Collection entries ▸
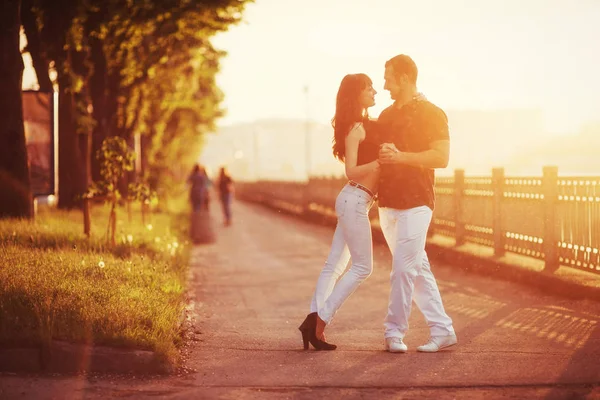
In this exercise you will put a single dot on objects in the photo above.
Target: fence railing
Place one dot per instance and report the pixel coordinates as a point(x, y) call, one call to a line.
point(551, 218)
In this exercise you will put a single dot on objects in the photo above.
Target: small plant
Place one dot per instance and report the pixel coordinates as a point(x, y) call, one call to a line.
point(115, 159)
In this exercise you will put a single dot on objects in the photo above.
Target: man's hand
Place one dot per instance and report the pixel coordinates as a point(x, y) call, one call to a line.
point(388, 154)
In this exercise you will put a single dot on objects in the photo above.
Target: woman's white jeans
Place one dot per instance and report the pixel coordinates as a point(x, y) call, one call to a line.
point(411, 278)
point(352, 240)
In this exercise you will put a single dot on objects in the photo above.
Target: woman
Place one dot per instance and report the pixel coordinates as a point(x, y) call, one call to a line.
point(355, 145)
point(225, 194)
point(198, 182)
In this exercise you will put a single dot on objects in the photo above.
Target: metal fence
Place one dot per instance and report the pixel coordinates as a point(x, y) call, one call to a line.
point(551, 218)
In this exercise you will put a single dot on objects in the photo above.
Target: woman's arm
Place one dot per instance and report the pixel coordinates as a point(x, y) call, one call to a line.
point(353, 171)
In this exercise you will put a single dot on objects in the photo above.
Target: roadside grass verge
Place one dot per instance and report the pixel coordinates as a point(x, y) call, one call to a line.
point(56, 284)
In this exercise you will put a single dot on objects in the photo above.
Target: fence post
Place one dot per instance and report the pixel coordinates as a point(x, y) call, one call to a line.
point(86, 216)
point(498, 187)
point(550, 190)
point(459, 187)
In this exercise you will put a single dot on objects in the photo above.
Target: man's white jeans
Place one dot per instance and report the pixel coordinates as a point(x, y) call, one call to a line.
point(352, 239)
point(411, 278)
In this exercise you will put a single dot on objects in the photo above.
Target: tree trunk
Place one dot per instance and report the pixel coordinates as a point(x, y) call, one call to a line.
point(15, 190)
point(98, 94)
point(34, 46)
point(71, 174)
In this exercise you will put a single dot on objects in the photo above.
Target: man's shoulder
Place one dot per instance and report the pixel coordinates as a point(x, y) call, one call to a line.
point(429, 110)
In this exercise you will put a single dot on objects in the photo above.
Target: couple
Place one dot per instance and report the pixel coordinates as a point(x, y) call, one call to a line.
point(395, 157)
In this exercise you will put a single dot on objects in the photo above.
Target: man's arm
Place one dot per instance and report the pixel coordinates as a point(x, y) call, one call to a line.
point(436, 157)
point(435, 127)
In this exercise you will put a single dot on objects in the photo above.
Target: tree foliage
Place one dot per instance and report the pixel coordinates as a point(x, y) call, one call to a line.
point(134, 69)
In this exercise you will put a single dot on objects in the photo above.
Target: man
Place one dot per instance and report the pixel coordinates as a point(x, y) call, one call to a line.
point(416, 141)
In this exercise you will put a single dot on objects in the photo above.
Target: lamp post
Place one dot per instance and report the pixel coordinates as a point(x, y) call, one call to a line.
point(307, 134)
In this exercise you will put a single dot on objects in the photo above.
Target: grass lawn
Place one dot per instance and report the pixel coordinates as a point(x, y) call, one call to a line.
point(57, 284)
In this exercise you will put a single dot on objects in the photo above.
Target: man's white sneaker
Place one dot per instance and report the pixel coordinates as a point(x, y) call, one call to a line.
point(395, 345)
point(437, 343)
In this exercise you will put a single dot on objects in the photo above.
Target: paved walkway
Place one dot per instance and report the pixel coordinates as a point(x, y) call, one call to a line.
point(253, 288)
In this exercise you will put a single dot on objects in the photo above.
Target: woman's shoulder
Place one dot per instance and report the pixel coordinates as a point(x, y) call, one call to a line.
point(357, 129)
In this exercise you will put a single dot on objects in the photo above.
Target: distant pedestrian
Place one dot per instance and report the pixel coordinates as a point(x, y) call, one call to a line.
point(225, 194)
point(201, 230)
point(198, 182)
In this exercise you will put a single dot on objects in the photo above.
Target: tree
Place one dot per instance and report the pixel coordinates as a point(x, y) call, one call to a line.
point(130, 69)
point(15, 191)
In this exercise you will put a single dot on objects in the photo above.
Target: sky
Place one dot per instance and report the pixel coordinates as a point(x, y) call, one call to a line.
point(471, 54)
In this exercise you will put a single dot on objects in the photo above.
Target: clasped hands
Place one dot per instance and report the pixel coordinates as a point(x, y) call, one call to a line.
point(389, 154)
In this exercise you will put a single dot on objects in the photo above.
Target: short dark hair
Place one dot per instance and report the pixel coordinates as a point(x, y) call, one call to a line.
point(404, 65)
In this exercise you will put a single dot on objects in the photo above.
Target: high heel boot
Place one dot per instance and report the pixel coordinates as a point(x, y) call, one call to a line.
point(308, 329)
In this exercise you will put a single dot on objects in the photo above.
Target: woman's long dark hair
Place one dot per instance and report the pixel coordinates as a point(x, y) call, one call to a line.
point(348, 110)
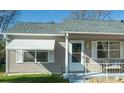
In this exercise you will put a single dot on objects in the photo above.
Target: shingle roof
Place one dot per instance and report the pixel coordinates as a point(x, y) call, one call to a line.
point(35, 28)
point(93, 26)
point(69, 25)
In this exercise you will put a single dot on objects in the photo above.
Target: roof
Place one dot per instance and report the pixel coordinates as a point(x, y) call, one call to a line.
point(107, 26)
point(31, 44)
point(35, 28)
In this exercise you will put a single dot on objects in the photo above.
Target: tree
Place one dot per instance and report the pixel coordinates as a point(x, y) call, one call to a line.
point(90, 14)
point(7, 18)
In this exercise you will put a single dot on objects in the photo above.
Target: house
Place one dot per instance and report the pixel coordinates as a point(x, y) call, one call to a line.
point(73, 46)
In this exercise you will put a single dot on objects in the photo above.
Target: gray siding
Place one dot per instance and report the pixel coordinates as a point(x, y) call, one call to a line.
point(58, 65)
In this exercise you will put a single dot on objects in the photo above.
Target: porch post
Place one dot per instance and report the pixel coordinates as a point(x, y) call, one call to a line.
point(66, 55)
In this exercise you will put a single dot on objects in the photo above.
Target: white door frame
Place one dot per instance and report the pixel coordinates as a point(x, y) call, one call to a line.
point(76, 66)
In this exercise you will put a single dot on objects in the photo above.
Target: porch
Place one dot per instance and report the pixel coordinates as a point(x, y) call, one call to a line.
point(112, 63)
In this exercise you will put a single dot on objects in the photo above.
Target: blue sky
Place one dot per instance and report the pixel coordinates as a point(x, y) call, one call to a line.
point(55, 15)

Stated exercise ▸
Quote every line of the listing above word for word, leaving out the pictures.

Final answer ▸
In this exercise you will put a single dot on objects in the photo above.
Target: fence railing
Place one dot per instance and report the pixel coordinates as a point(x, y) call, one call to a line.
point(551, 218)
In this exercise you will put a single dot on objects in the photo above.
Target: small plant
Place one dot per instance and report the pixel coordinates as a point(x, y) call, one call to a line.
point(115, 159)
In this exercise you will put a single dot on objects in the photo above.
Target: man's hand
Place one dot per instance and report the pixel coordinates as a point(x, y) call, one call to a line.
point(388, 154)
In this exercise you will put a single dot on objects in the photo above.
Target: woman's white jeans
Place one dot per instance and report the pixel coordinates as a point(x, y) call, one call to a line.
point(411, 278)
point(352, 240)
In this exercise you will put a single dot on objects in the photo above.
Target: woman
Place one dot per instance and report the pixel coordinates as a point(x, y) call, one call to a line.
point(355, 145)
point(225, 194)
point(198, 182)
In this exercise you will put a single dot on objects in the photo above.
Target: metal fence
Place one dot per instance and report the pixel coordinates as a point(x, y) call, one call to a line.
point(551, 218)
In this exercise you will put a single dot on objects in the photo above.
Target: woman's arm
Place one dot per instance and report the pixel coordinates as a point(x, y) call, one call to a line.
point(353, 171)
In this exercise you will put a single dot on objects in the photo above.
Target: roadside grass verge
Place one dot per instance and report the pixel coordinates as a point(x, y) call, one call to a line.
point(56, 284)
In this exercise you will put a single dot on objects in the photo above.
Target: fence post
Place one dot per instance and report the pixel coordinates as a point(x, y) call, one call to a line.
point(86, 216)
point(498, 187)
point(550, 190)
point(459, 187)
In this exercise you will put a single dot on objects in the photo above.
Target: man's white jeans
Place one dot per instance and report the pixel coordinates as a point(x, y) call, one call to a line.
point(352, 239)
point(411, 278)
In this exercise you will put a single dot on objects in the photo above.
Target: tree trunk
Place one dot per instance and report the pixel coordinates as a point(x, y) call, one call to a line.
point(15, 190)
point(98, 94)
point(34, 46)
point(71, 174)
In this exercise you will put a single dot on objects in the photo above.
Target: man's shoulder
Place one dot per instance and report the pixel coordinates as a point(x, y) call, one call to a line.
point(429, 110)
In this exercise you will put a single dot on objects in the photo above.
Target: couple
Place one dot per instance and report the pixel coordinates as a point(x, y) call, one call to a line.
point(395, 157)
In this exercise you will put a single dot on objects in the photo above.
Target: man's arm
Place one dot per instance and report the pixel coordinates as a point(x, y) call, one call to a line.
point(436, 157)
point(435, 127)
In this exercise you will put a single dot on objects in the photo above.
Target: tree foliage
Place one dot per instance and report the pixel coordinates as a point(x, y) call, one call to a line.
point(134, 69)
In this exercise you will put a single dot on objects in the photo above.
Target: man
Place one dot per instance and report the pixel coordinates as a point(x, y) call, one call to a line.
point(416, 141)
In this exercise you will put a single dot on objects in the photo above.
Target: lamp post
Place one dot per instance and report the pixel coordinates as a point(x, y) call, one call to a line.
point(307, 134)
In this exercise you will put a single dot on objects in the photo above.
Target: grass lawn
Place one dot per instance and report the pixel coordinates as a point(x, y) call, one call to a line.
point(57, 284)
In this exercise you will put a single dot on objects in the photo above.
Target: man's white sneaker
Place one dot per instance and report the pixel coordinates as a point(x, y) call, one call to a line.
point(395, 345)
point(437, 343)
In this exercise you will put a single dot on objects in the photo above.
Target: paved walkway
Place one dot per instance and report the pixel coordinates as a point(x, y) call, one call to a line.
point(253, 288)
In this exercise you will put a single dot on objects in the photo above.
Target: woman's shoulder
Place one dot per instance and report the pixel coordinates as a point(x, y) call, one call to a line.
point(357, 129)
In this exercise you will put a single dot on objects in the photo above.
Target: distant pedestrian
Place one dot per instance and report the pixel coordinates as a point(x, y) call, one call to a line.
point(225, 194)
point(201, 230)
point(198, 182)
In this exercise you will put a single dot on objects in the photo above.
Target: tree
Place one dot per instance and report the pixel coordinates as a point(x, y) call, one call to a line.
point(130, 69)
point(15, 191)
In this exercise you will put a single dot on objects in the photo above.
Target: sky
Place one dot per instance and report the pixel coordinates as a point(x, y) call, one call to a line.
point(471, 54)
In this exercise you will put a single dot on objects in the photo above.
Target: clasped hands
Place one dot per instance and report the pixel coordinates as a point(x, y) call, one call to a line.
point(389, 154)
In this exercise you will put a single dot on objects in the photo above.
Target: short dark hair
Place one dot per instance and report the pixel coordinates as a point(x, y) call, one call to a line.
point(404, 65)
In this exercise you will put a single dot on objects in the photo above.
Target: high heel boot
Place one dot per instance and report the pixel coordinates as a point(x, y) call, one call to a line.
point(308, 329)
In this exercise you will put a single dot on objects in the photo above.
Target: woman's long dark hair
Place one dot per instance and report the pixel coordinates as a point(x, y) call, one call to a line.
point(348, 110)
In this exercise you will put a single dot on objects in the photo above.
Target: shingle roof
Place one dot per instance and report the pixel coordinates as a point(x, y) call, one call to a line.
point(35, 28)
point(93, 26)
point(69, 25)
In this exercise you will put a single dot on objects in the photo above.
Target: roof
Place one dot per instance and report the pixel coordinates as a point(x, y) call, one call to a line.
point(107, 26)
point(31, 44)
point(35, 28)
In this exercise you will put a single dot on objects in the photo above.
Target: tree
Place one dot per instance and report the pixel coordinates as a point(x, y) call, one call to a line.
point(90, 14)
point(7, 18)
In this exercise you will put a single dot on objects in the photo above.
Target: house
Place one dot per instance and report the pixel coordinates as a point(x, y) call, one call to a line.
point(73, 46)
In this exercise you will put a single dot on objects in the photo above.
Target: gray siding
Place one dot per instance and report the pixel coordinates as a point(x, y) call, one call to a line.
point(58, 65)
In this exercise you will put a single dot on objects in the photo above.
Target: porch post
Place one dot per instance and report the pixel coordinates as a point(x, y) call, one call to a line.
point(66, 55)
In this exercise you will put a single dot on objects in the photo above.
Target: white door frame
Place one dot per instance and report the pixel coordinates as a point(x, y) call, one call to a line.
point(76, 66)
In this exercise you will put a single dot on objects in the photo above.
Target: porch
Place one dot per instance and report the pixel coordinates as a point(x, y) call, one call to a line.
point(112, 63)
In this exercise you will put a single dot on objects in the photo above.
Target: blue sky
Place one dot per instance and report the pixel coordinates as a point(x, y) call, one call to a line.
point(55, 15)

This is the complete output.